> [Exercise directions]: Rescale every line of these records, requests included: multiply each point coordinate in the answers by 1.5 and round to the nearest whole number, rounding halves up. Leave the numbers in the requests and in their format descriptions unchanged.

> [Extracted records]:
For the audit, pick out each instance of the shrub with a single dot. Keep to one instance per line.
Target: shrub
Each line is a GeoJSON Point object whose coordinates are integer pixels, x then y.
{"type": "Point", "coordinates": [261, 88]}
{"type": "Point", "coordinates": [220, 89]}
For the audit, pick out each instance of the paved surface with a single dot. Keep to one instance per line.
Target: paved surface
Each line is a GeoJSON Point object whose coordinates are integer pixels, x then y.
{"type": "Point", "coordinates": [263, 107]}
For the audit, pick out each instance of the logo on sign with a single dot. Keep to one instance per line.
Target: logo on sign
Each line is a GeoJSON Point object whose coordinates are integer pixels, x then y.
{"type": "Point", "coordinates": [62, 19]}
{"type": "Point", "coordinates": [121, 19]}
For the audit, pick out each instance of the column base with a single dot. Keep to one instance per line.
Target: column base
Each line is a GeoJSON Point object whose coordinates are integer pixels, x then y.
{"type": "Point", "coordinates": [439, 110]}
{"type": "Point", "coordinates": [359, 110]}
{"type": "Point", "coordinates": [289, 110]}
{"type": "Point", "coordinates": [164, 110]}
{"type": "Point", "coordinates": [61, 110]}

> [Completed task]:
For the audit, pick out each instance of the shrub with a single dot. Keep to one instance per line.
Target: shrub
Each line is a GeoJSON Point object whose coordinates are integer pixels, x then y.
{"type": "Point", "coordinates": [392, 132]}
{"type": "Point", "coordinates": [330, 134]}
For the audit, pick out each instance of the paved surface with a single dot. Keep to one instance per line.
Target: paved surface
Each line is a GeoJSON Point object whose coordinates are integer pixels, x then y.
{"type": "Point", "coordinates": [395, 161]}
For the audit, pick out each instance of the logo on sign with a single dot. Keep to one instance per line.
Target: logo on sign
Each line is a GeoJSON Point object whose coordinates are integer pixels, x then y.
{"type": "Point", "coordinates": [93, 29]}
{"type": "Point", "coordinates": [182, 29]}
For the audit, pick out each instance of the column base with a single dot. Keep to one instance per line.
Target: column base
Each line is a GeoJSON Point object whose coordinates are integer pixels, x then y.
{"type": "Point", "coordinates": [659, 165]}
{"type": "Point", "coordinates": [539, 165]}
{"type": "Point", "coordinates": [434, 165]}
{"type": "Point", "coordinates": [246, 165]}
{"type": "Point", "coordinates": [92, 165]}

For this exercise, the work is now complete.